DATA SECTION:

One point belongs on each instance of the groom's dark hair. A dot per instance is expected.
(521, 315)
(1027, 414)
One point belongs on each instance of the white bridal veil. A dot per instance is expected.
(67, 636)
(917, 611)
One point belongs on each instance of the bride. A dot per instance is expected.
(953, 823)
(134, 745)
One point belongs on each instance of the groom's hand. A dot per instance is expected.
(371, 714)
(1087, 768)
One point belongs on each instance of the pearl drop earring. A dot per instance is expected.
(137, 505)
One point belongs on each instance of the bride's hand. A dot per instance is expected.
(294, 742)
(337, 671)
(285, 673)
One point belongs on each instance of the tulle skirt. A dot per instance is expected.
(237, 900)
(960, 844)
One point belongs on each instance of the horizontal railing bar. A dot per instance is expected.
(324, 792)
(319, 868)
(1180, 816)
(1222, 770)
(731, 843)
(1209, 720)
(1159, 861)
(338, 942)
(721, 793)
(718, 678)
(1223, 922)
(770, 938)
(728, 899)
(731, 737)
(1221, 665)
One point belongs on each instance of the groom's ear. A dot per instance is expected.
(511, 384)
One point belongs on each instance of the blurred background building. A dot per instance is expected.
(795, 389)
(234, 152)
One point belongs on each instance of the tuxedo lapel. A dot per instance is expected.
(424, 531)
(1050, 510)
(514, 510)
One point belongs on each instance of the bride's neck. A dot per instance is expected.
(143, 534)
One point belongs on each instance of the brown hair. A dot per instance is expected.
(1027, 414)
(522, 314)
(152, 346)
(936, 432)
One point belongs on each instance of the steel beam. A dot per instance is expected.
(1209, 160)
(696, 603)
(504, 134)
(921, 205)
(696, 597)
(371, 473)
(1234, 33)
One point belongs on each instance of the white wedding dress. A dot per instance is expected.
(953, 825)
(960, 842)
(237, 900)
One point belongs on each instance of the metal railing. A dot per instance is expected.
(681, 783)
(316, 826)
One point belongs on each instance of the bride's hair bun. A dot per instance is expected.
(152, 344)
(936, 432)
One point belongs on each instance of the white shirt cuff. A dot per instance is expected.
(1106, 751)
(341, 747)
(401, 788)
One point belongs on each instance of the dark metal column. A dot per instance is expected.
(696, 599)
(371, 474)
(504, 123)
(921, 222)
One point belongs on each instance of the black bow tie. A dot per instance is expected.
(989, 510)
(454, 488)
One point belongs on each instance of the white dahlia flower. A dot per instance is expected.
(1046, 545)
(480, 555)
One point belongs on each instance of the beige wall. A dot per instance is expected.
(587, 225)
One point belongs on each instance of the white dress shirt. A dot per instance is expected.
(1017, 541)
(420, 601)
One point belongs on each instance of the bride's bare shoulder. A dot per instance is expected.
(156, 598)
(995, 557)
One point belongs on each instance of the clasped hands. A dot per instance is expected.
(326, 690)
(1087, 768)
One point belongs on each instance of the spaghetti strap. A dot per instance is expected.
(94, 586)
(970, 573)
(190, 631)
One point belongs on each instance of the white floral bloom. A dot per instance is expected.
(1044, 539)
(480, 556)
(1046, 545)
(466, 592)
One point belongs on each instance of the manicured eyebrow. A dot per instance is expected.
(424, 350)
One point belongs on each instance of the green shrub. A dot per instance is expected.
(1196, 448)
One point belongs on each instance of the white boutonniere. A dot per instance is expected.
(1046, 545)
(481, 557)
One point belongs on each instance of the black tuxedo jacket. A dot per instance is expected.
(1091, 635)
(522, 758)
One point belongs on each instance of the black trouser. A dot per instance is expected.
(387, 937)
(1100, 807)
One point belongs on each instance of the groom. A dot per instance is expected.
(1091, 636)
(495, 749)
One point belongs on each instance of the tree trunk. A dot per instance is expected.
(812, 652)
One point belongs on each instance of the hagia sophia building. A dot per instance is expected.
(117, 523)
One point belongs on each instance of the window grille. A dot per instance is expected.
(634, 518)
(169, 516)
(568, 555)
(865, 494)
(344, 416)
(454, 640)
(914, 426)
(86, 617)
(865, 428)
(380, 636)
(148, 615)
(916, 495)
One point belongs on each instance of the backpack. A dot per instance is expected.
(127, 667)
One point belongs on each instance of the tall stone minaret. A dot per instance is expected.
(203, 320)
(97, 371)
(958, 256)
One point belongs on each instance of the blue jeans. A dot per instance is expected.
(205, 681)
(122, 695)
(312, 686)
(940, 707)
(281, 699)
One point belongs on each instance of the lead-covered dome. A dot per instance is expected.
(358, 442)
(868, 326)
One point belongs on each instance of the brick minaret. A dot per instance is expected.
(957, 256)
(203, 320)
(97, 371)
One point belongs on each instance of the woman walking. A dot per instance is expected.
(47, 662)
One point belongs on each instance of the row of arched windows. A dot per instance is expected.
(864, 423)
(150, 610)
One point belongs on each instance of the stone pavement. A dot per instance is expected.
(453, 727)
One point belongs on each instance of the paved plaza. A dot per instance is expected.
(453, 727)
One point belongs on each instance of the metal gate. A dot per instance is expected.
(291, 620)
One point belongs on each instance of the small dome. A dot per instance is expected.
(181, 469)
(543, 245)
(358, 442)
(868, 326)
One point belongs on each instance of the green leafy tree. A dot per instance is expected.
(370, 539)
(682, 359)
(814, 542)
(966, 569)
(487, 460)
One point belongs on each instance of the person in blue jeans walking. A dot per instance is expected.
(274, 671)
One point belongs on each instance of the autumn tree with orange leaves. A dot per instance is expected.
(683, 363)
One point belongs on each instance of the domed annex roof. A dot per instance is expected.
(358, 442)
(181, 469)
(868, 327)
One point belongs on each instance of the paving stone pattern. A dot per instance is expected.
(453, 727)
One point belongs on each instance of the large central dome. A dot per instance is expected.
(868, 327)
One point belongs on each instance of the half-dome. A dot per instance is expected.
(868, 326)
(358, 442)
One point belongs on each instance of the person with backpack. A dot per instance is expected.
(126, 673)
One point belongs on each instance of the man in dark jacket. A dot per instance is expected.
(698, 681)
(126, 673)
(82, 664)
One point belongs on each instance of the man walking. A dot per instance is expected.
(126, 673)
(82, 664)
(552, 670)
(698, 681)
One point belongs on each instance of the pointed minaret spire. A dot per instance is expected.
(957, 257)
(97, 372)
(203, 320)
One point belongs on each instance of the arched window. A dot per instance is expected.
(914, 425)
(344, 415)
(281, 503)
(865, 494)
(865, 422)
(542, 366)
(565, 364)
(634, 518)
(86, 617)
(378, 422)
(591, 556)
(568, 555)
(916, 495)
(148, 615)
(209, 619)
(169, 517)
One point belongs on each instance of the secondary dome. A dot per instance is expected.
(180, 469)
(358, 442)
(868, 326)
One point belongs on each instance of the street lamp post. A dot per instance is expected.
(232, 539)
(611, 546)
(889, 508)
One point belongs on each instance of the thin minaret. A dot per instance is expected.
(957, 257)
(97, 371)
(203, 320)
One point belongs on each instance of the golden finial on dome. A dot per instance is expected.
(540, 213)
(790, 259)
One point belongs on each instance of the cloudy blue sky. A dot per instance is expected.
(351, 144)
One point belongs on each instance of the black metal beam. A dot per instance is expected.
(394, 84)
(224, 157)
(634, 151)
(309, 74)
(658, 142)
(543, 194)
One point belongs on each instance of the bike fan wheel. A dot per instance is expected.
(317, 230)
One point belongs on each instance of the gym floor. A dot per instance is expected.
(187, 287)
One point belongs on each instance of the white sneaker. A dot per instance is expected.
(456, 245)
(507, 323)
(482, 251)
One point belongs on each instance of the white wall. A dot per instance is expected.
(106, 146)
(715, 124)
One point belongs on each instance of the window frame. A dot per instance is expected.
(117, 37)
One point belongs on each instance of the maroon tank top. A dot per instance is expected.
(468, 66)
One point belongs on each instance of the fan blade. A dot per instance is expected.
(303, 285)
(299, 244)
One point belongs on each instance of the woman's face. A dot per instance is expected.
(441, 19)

TO BE DONE: All of the records must be retyped exactly as they are.

ANSWER:
One point belongs on each instance of the groom's dark hair. A dot per instance is expected.
(521, 315)
(1027, 414)
One point belongs on each instance of the white bridal veil. A dot per instance is expected.
(67, 636)
(917, 611)
One point belongs on each instance of the bride. A dot per instance is expected.
(953, 823)
(134, 745)
One point belongs on each instance of the groom's hand. A dot per instance is expected.
(371, 714)
(1087, 768)
One point belongs on each instance of the pearl drop earring. A dot per instance is expected.
(137, 505)
One point belongs on each instance of the bride's hand. A dot per instance is expected.
(294, 742)
(337, 671)
(285, 673)
One point belongs on each instance of the tulle skirt. A dot per instance is expected.
(237, 900)
(960, 844)
One point belongs on each instance of the horizontal railing bar. A dot per instance is expected.
(324, 792)
(319, 868)
(1180, 816)
(1222, 770)
(731, 843)
(1209, 720)
(1159, 861)
(338, 942)
(721, 793)
(718, 678)
(1223, 922)
(770, 938)
(728, 899)
(731, 737)
(1221, 665)
One point belongs on each instance of the groom's ear. A dot per instance is expected.
(511, 384)
One point belongs on each instance of the blurred background building. A dot per instance is expected.
(795, 389)
(234, 152)
One point belongs on each instance of the tuxedo lapel. A dot per instance is expected.
(424, 531)
(1050, 510)
(514, 510)
One point belongs on each instance of the bride's neck. A dot per instance is expected.
(143, 534)
One point belongs on each instance of the brown hair. A dot per instance is expected.
(1027, 414)
(522, 314)
(152, 346)
(936, 432)
One point belongs on each instance of the steel beam. A dot per instance is expected.
(1209, 160)
(696, 603)
(504, 134)
(921, 205)
(696, 597)
(371, 473)
(1234, 33)
One point belongs on each instance of the white wedding dress. A dot per instance is expected.
(953, 825)
(960, 842)
(237, 900)
One point belongs on each instance of the metal railing. A dot per instance is expected.
(681, 783)
(316, 826)
One point belongs on each instance of the bride's hair bun. A dot per instance is expected.
(152, 344)
(936, 432)
One point belongs on each instance of the white shirt cuff. A dot per instance is expected.
(1106, 751)
(341, 747)
(401, 788)
One point belongs on each instance of the dark metal column. A dot per instance is expected.
(696, 599)
(371, 474)
(504, 123)
(921, 222)
One point belongs on each instance of the black bow tie. A dot per instance is expected.
(989, 510)
(454, 488)
One point belongs on each instance of the white dahlia flower. A dot per instance is expected.
(1046, 545)
(480, 555)
One point belongs on each instance of the beige wall. A dot per instance is expected.
(587, 225)
One point belongs on each instance of the white dress shirt. A dot per instance is expected.
(1017, 541)
(420, 601)
One point belongs on each instance of the bride's bare shoulder. A dot per instance is expected.
(156, 598)
(995, 557)
One point belongs on each instance of the clasped hands. A dot per instance is expected.
(326, 690)
(1087, 768)
One point belongs on each instance of the spaghetti strap. A dot per instance is expected.
(94, 586)
(970, 573)
(190, 631)
One point belongs on each instance of the white floral bloom. A dot per instance is expected.
(1044, 539)
(480, 556)
(1046, 545)
(466, 592)
One point belongs on each instance of the manicured eyebrow. A dot per instance is expected.
(424, 350)
One point belongs on each instance of the green shrub. A dot per instance is expected.
(1196, 448)
One point belongs on each instance of the white boutonniere. A dot per instance is expected.
(1046, 545)
(481, 557)
One point belongs on each instance of the black tuxedo jacket. A dot per instance is expected.
(1091, 635)
(522, 758)
One point belongs on each instance of the black trouser. A dot per instance is expected.
(387, 937)
(1100, 807)
One point belongs on each instance of the groom. A dot per instance is expected.
(1091, 636)
(495, 749)
One point belongs on each instance of the tree trunk. A dot per instance is expected.
(812, 652)
One point belongs on each instance of the hagia sophia building. A dot per instance is expected.
(117, 523)
One point belongs on each instance of the window grille. A dot per instance is expected.
(634, 518)
(169, 516)
(568, 555)
(865, 494)
(344, 416)
(454, 640)
(914, 426)
(86, 617)
(865, 428)
(380, 636)
(148, 615)
(916, 495)
One point belongs on each instance of the backpack. A dot per instance is expected.
(127, 667)
One point belongs on each instance of the tall stone minaret. A dot per instance is expected.
(203, 320)
(97, 371)
(958, 256)
One point belongs on each instance of the blue jeans. A dot per instance is expected.
(205, 681)
(122, 695)
(312, 686)
(940, 707)
(281, 699)
One point belongs on each instance of the lead-covered dome. A dot per instance is expected.
(358, 442)
(868, 326)
One point belongs on each instance of the brick minaret. A dot per instance is expected.
(957, 256)
(203, 320)
(97, 371)
One point belongs on each instance of the woman walking. A dot per instance is expected.
(47, 662)
One point belongs on each instance of the row of arched windows. A dot per instance is expected.
(864, 423)
(150, 610)
One point belongs on each instance of the stone pavement. A dot per instance is expected.
(453, 727)
One point belongs on each instance of the paved plaza. A dot per instance is expected.
(453, 727)
One point belongs on each instance of the metal gate. A dot per instance is expected.
(291, 620)
One point belongs on each instance of the small dome. A dot per instance is expected.
(181, 469)
(543, 245)
(358, 442)
(868, 326)
One point belongs on each instance of the green leafy tree. A dot per instance is expected.
(370, 539)
(682, 359)
(814, 542)
(966, 569)
(487, 460)
One point belongs on each instance of the person in blue jeans walking. A dot per instance is expected.
(274, 671)
One point belongs on each instance of the autumn tree with orange leaves. A dot per instance is expected.
(683, 363)
One point belongs on each instance of the domed annex roof. A dot per instance is expected.
(358, 442)
(181, 469)
(868, 327)
One point belongs on each instance of the paving stone pattern. A dot per instance is expected.
(453, 727)
One point belongs on each instance of the large central dome. A dot per instance is expected.
(868, 327)
One point belongs on each instance of the half-dome. A dot per instance is expected.
(868, 326)
(358, 442)
One point belongs on each instance of the person with backpack. A dot per instance is expected.
(126, 673)
One point belongs on each instance of the man in dark jacket. A dot per instance is expected.
(698, 681)
(126, 673)
(82, 664)
One point belongs on each instance of the man walking. A dot per instance is expected.
(126, 673)
(82, 664)
(552, 670)
(698, 681)
One point belongs on each instance of the pointed minaret spire. A dot per instance is expected.
(957, 257)
(97, 372)
(203, 320)
One point belongs on each instance of the arched window. A dot per instance is expected.
(914, 425)
(344, 415)
(281, 503)
(865, 494)
(865, 422)
(542, 366)
(565, 364)
(634, 518)
(86, 617)
(378, 422)
(591, 556)
(568, 555)
(916, 495)
(148, 615)
(209, 619)
(169, 517)
One point belongs on each instance of the secondary dome. A dot per instance is expected.
(180, 469)
(358, 442)
(868, 326)
One point belongs on each instance of the street lamp post. A dot per instance is expected.
(232, 539)
(611, 546)
(889, 508)
One point belongs on each instance of the thin minaret. A dot per instance is expected.
(957, 257)
(97, 371)
(203, 320)
One point belongs on each instance of the golden finial on dome. A dot per instance is expected.
(540, 213)
(790, 259)
One point belongs on each instance of the cloudy blue sky. A dot per instance is expected.
(351, 144)
One point belongs on each instance of the black metal beam. A dot per instance is expected.
(394, 84)
(224, 157)
(634, 151)
(309, 74)
(658, 142)
(543, 194)
One point belongs on each instance of the bike fan wheel. A dot per instance is expected.
(317, 230)
One point belongs on each instance of the gym floor. A dot per instance is expected.
(187, 287)
One point belongs on each instance of the white sneaker. A dot per instance is expected.
(456, 245)
(507, 323)
(482, 251)
One point belongs on each instance of the white wall. A dot per instance is expected.
(106, 146)
(715, 124)
One point belongs on each instance of the window frame. A dot per instance is expected.
(117, 37)
One point belongs on each instance of the maroon tank top. A dot per instance is expected.
(468, 66)
One point belongs on each instance of the fan blade. A dot per instance is expected.
(303, 285)
(299, 244)
One point belongs on each instance of the woman's face. A dot per instance is expected.
(441, 19)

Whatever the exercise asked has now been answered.